Фрагмент документа:

####

Но я пришел сюда не для того, чтобы говорить с вами о политике, и вы совершенно правы, когда отказываетесь вести дискуссии на эту тему. Я хотел бы обсудить вопрос, который действительно меня мучает. Прошлым вечером вы говорили о посредственности. Я внимательно слушал, но не мог уловить сущности вопроса, так как был чересчур взволнован; но пока вы вели беседу, само слово «посредственность» произвело на меня очень сильное впечатление. Я никогда не думал о себе как о посредственности. Этим словом я пользуюсь не в социальном смысле. Как вы и указывали, оно не относится к области классовых и экономических различий или к социальному происхождению человека».

— Конечно, это так. Посредственность лежит полностью за пределами поля совершенно произвольных социальных разграничении.

####

Указание: Повторите без изменений часть отрывка о посредственности, начиная со слов «Но я пришел» и заканчивая словами «произвольных социальных разграничении.».

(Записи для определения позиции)
####

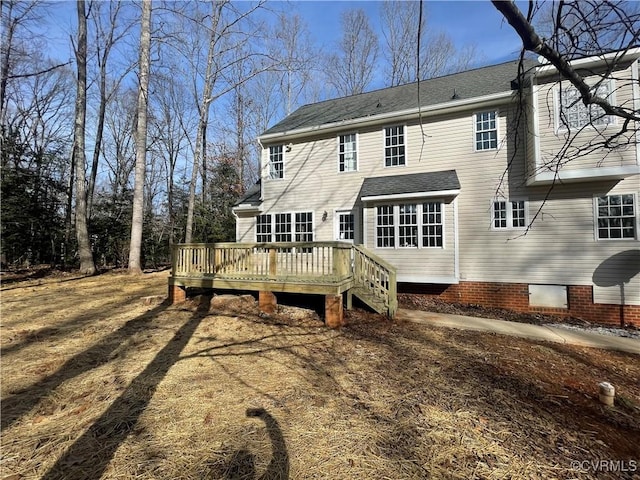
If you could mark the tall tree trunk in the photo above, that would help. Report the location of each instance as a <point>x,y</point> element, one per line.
<point>135,247</point>
<point>99,133</point>
<point>87,266</point>
<point>204,120</point>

####

Решение задания:
Но я пришел сюда не для того, чтобы говорить с вами о политике, и вы совершенно правы, когда отказываетесь вести дискуссии на эту тему. Я хотел бы обсудить вопрос, который действительно меня мучает. Прошлым вечером вы говорили о посредственности. Я внимательно слушал, но не мог уловить сущности вопроса, так как был чересчур взволнован; но пока вы вели беседу, само слово «посредственность» произвело на меня очень сильное впечатление. Я никогда не думал о себе как о посредственности. Этим словом я пользуюсь не в социальном смысле. Как вы и указывали, оно не относится к области классовых и экономических различий или к социальному происхождению человека».

— Конечно, это так. Посредственность лежит полностью за пределами поля совершенно произвольных социальных разграничении.